▶ **Saved entries**
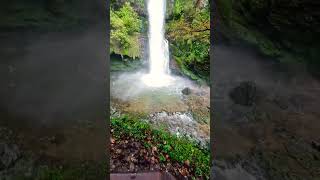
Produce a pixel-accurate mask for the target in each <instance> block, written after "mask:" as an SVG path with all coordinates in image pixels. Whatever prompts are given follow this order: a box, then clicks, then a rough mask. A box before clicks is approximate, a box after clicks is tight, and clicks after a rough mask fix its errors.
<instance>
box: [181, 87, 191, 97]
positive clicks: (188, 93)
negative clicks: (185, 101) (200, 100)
mask: <svg viewBox="0 0 320 180" xmlns="http://www.w3.org/2000/svg"><path fill="white" fill-rule="evenodd" d="M181 92H182V94H184V95H189V94H191V89H190V88H188V87H186V88H184V89H183V90H182V91H181Z"/></svg>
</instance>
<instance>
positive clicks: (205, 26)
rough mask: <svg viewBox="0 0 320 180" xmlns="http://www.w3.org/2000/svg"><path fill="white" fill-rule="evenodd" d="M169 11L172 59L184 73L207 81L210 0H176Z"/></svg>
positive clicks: (209, 43)
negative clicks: (175, 61)
mask: <svg viewBox="0 0 320 180" xmlns="http://www.w3.org/2000/svg"><path fill="white" fill-rule="evenodd" d="M172 8H173V9H172V10H168V12H171V13H169V19H168V22H167V29H166V30H167V36H168V39H169V42H170V44H171V46H170V48H171V49H170V50H171V53H172V56H173V59H174V60H175V61H176V62H177V63H178V64H179V68H180V69H181V71H182V73H183V74H185V75H187V76H189V77H191V78H192V79H195V80H198V79H199V78H202V79H205V80H208V77H209V72H210V68H209V66H210V57H209V49H210V12H209V4H208V1H205V0H202V1H201V0H198V1H193V0H187V2H186V1H182V0H176V1H174V5H173V7H172Z"/></svg>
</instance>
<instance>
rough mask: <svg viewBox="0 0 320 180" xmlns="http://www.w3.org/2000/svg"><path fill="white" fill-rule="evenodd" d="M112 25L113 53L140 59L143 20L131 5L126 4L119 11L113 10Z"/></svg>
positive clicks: (111, 40)
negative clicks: (140, 34)
mask: <svg viewBox="0 0 320 180" xmlns="http://www.w3.org/2000/svg"><path fill="white" fill-rule="evenodd" d="M110 25H111V34H110V46H111V52H113V53H116V54H120V55H122V56H123V55H127V56H130V57H133V58H136V57H139V55H140V45H139V44H140V43H139V32H140V30H141V20H140V19H139V16H138V14H137V13H136V12H135V11H134V9H133V8H132V7H131V5H130V3H125V4H124V5H123V7H121V8H120V9H119V10H118V11H115V10H113V9H111V11H110Z"/></svg>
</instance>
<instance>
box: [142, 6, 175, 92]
mask: <svg viewBox="0 0 320 180" xmlns="http://www.w3.org/2000/svg"><path fill="white" fill-rule="evenodd" d="M165 14H166V0H148V17H149V19H148V20H149V34H148V38H149V74H147V75H145V76H144V77H142V80H143V81H144V82H145V84H147V85H149V86H157V87H158V86H166V85H169V84H170V83H171V81H172V77H170V76H169V73H170V72H169V71H170V70H169V45H168V41H167V40H166V39H165V36H164V31H165V27H164V24H165Z"/></svg>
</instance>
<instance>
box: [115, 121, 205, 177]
mask: <svg viewBox="0 0 320 180" xmlns="http://www.w3.org/2000/svg"><path fill="white" fill-rule="evenodd" d="M111 128H112V129H113V135H114V137H115V138H120V137H126V136H130V137H133V138H135V139H136V140H139V141H143V142H144V141H146V139H147V138H148V137H152V140H151V144H148V143H144V144H145V147H146V148H150V147H151V146H156V147H157V149H158V151H159V154H160V155H159V159H160V162H163V163H164V162H166V158H165V155H169V157H170V159H171V160H172V161H173V162H177V163H181V164H183V163H184V162H185V161H186V160H188V161H190V166H191V167H192V169H193V170H194V172H195V174H196V175H197V176H202V177H204V178H207V179H208V178H209V177H208V176H209V171H210V163H209V162H210V152H209V150H208V149H202V148H200V147H199V146H198V145H197V144H196V143H194V142H192V141H190V140H189V139H187V138H186V137H177V136H175V135H171V134H170V133H169V132H167V131H165V130H164V129H154V128H152V127H151V125H150V124H148V123H147V122H144V121H141V120H138V119H135V118H132V117H128V116H125V115H124V116H122V117H120V118H111Z"/></svg>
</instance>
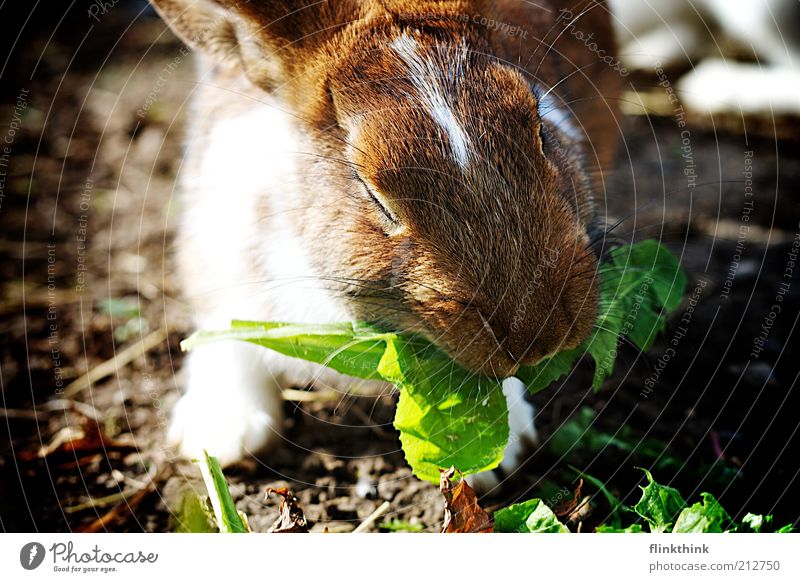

▶ **The task**
Could you set down every record above word for word, leaving out the pictures?

▶ **Answer area**
Produce a pixel-accurate mask for the target in each <instance> block, written after "mask:" as an SVG path with all coordinates in image pixels. Whatever prompts are given follow this order: a box, then clicks, then a rough mask. A box before clicks is approximate, a box after clicks is tight, and clicks after a rough mask fix its errors.
<instance>
box: [181, 87, 191, 97]
positive clicks: (188, 93)
negative clicks: (185, 101) (200, 100)
mask: <svg viewBox="0 0 320 180" xmlns="http://www.w3.org/2000/svg"><path fill="white" fill-rule="evenodd" d="M181 92H182V94H184V95H189V94H191V89H190V88H188V87H186V88H184V89H183V90H182V91H181Z"/></svg>
</instance>
<instance>
positive clicks: (205, 26)
rough mask: <svg viewBox="0 0 320 180" xmlns="http://www.w3.org/2000/svg"><path fill="white" fill-rule="evenodd" d="M169 11L172 59L184 73L207 81L210 0H176Z"/></svg>
positive clicks: (209, 43)
negative clicks: (175, 61)
mask: <svg viewBox="0 0 320 180" xmlns="http://www.w3.org/2000/svg"><path fill="white" fill-rule="evenodd" d="M172 8H173V9H172V10H168V12H171V13H169V19H168V22H167V29H166V30H167V36H168V39H169V42H170V44H171V46H170V48H171V49H170V50H171V53H172V56H173V59H174V60H175V61H176V62H177V63H178V64H179V68H180V69H181V71H182V73H183V74H185V75H187V76H189V77H191V78H192V79H195V80H198V79H199V78H202V79H205V80H208V77H209V72H210V68H209V66H210V57H209V49H210V12H209V4H208V1H205V0H202V1H201V0H198V1H193V0H187V2H186V1H182V0H176V1H174V5H173V7H172Z"/></svg>
</instance>
<instance>
rough mask: <svg viewBox="0 0 320 180" xmlns="http://www.w3.org/2000/svg"><path fill="white" fill-rule="evenodd" d="M112 25L113 53L140 59L143 20L131 5L126 4L119 11L113 10Z"/></svg>
positive clicks: (111, 40)
negative clicks: (140, 34)
mask: <svg viewBox="0 0 320 180" xmlns="http://www.w3.org/2000/svg"><path fill="white" fill-rule="evenodd" d="M110 25H111V34H110V46H111V52H113V53H116V54H120V55H122V56H123V55H127V56H130V57H133V58H136V57H139V55H140V45H139V44H140V43H139V32H140V30H141V20H140V19H139V16H138V14H137V13H136V12H135V11H134V9H133V8H132V7H131V5H130V3H125V4H124V5H123V7H121V8H120V9H119V10H118V11H115V10H113V9H111V11H110Z"/></svg>
</instance>
<instance>
box: [142, 6, 175, 92]
mask: <svg viewBox="0 0 320 180" xmlns="http://www.w3.org/2000/svg"><path fill="white" fill-rule="evenodd" d="M165 14H166V0H148V17H149V19H148V20H149V34H148V38H149V74H147V75H145V76H144V77H142V80H143V81H144V82H145V84H147V85H149V86H157V87H158V86H166V85H169V84H170V83H171V81H172V77H170V76H169V73H170V72H169V71H170V70H169V45H168V41H167V40H166V39H165V36H164V31H165V27H164V24H165Z"/></svg>
</instance>
<instance>
box: [115, 121, 205, 177]
mask: <svg viewBox="0 0 320 180" xmlns="http://www.w3.org/2000/svg"><path fill="white" fill-rule="evenodd" d="M111 128H112V129H113V135H114V137H115V138H120V137H126V136H130V137H133V138H135V139H136V140H139V141H143V142H144V141H146V139H147V138H148V137H152V140H151V144H148V143H144V144H145V147H146V148H150V147H151V146H156V147H157V149H158V151H159V154H160V155H159V159H160V162H163V163H164V162H166V158H165V155H169V157H170V159H171V160H172V161H173V162H177V163H181V164H183V163H184V162H185V161H186V160H188V161H190V166H191V167H192V169H193V170H194V172H195V174H196V175H197V176H202V177H204V178H207V179H208V178H209V177H208V176H209V171H210V163H209V162H210V152H209V150H208V149H202V148H200V147H199V146H198V145H197V144H196V143H194V142H192V141H190V140H189V139H187V138H186V137H177V136H175V135H171V134H170V133H169V132H167V131H165V130H164V129H154V128H152V127H151V125H150V124H148V123H147V122H144V121H141V120H138V119H135V118H132V117H128V116H125V115H124V116H122V117H120V118H111Z"/></svg>
</instance>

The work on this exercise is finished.